[Given problem]:
Please rescale the records on the lines between the lines holding "Mark each instance of the cracked" and "x=146 y=262", inclusive, and output only those lines. Copy every line in full, but multiply each answer coordinate by 2 and round it to a whole number, with halves rounding up. Leave all other lines unchanged, including the sample coordinates.

[Supplied entries]:
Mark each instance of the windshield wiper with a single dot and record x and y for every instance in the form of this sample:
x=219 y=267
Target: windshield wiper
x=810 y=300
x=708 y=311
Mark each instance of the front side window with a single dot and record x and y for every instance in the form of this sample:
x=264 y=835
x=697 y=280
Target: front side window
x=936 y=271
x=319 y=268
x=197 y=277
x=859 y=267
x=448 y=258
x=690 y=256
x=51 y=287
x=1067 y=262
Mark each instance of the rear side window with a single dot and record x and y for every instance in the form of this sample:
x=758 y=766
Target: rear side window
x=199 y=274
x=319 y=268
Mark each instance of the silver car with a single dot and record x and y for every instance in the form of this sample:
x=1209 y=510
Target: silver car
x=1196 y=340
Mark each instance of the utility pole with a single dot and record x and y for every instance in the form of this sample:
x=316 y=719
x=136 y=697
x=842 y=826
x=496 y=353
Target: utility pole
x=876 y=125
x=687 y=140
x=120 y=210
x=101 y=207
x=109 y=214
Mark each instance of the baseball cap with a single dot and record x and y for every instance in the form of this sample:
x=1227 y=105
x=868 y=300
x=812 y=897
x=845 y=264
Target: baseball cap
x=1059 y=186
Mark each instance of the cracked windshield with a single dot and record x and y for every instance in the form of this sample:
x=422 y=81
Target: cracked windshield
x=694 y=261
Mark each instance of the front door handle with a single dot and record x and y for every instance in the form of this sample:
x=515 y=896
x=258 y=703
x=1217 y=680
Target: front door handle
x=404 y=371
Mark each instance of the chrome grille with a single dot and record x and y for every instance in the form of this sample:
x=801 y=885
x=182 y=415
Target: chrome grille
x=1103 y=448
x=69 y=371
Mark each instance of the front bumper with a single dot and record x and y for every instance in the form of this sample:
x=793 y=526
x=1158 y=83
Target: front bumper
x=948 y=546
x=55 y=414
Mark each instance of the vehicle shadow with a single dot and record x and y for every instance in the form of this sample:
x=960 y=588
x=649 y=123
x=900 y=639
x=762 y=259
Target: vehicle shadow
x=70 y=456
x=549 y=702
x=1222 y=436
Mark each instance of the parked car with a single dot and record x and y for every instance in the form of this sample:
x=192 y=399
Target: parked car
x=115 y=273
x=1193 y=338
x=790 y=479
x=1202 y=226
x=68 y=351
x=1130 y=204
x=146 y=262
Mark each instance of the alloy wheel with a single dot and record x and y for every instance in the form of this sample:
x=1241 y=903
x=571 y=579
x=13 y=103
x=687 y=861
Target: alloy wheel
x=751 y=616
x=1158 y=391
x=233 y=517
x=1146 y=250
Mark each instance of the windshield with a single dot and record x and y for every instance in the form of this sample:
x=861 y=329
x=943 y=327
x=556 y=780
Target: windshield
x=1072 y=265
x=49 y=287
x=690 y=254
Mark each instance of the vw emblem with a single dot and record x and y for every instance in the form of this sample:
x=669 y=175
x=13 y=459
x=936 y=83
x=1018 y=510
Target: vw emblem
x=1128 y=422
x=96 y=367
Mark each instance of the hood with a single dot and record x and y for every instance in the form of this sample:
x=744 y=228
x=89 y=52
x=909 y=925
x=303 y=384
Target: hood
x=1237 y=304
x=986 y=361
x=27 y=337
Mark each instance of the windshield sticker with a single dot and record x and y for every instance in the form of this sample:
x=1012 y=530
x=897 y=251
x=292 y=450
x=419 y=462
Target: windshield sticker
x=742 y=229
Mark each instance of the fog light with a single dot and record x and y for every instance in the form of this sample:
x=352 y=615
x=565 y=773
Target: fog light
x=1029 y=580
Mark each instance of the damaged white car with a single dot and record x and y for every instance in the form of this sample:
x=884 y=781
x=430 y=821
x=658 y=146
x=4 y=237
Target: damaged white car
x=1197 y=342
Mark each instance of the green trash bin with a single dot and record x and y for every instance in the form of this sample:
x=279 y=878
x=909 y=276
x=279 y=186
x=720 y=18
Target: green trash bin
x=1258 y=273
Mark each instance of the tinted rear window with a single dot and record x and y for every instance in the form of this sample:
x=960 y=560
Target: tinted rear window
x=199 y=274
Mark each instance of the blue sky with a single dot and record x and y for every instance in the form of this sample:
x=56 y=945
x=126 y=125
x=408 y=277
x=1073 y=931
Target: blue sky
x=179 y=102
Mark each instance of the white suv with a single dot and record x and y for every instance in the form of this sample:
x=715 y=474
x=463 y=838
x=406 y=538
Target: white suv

[Full answer]:
Mark each instance of the cracked windshield with a single dot and record x and y for every instance in the form of this sample:
x=422 y=81
Target: cracked windshield
x=1388 y=522
Mark each instance of the front door handle with a single dot and record x and y for every instance in the form of this sample:
x=515 y=896
x=258 y=703
x=1217 y=680
Target: front door handle
x=808 y=742
Mark each instance of the chrome grille with a single dot and record x and y for every instance in the form of this sample:
x=801 y=885
x=182 y=415
Target: chrome grille
x=2206 y=896
x=138 y=742
Mark each instance of the front bumper with a single dot and record x and y for every instance in the form of this sample:
x=793 y=526
x=1158 y=83
Target: front bumper
x=1896 y=1092
x=110 y=828
Mark each instance of the vehicle shadow with a single dot and record x and y for every instance in the form of this sample:
x=960 y=588
x=649 y=123
x=900 y=639
x=762 y=259
Target: vehicle shadow
x=140 y=912
x=1098 y=1404
x=2444 y=872
Mark each instance of the parked car with a single dot and record x and y for every instance in the form of this sample:
x=192 y=399
Target: parked car
x=230 y=546
x=2386 y=676
x=1580 y=958
x=2404 y=452
x=136 y=702
x=2260 y=408
x=292 y=524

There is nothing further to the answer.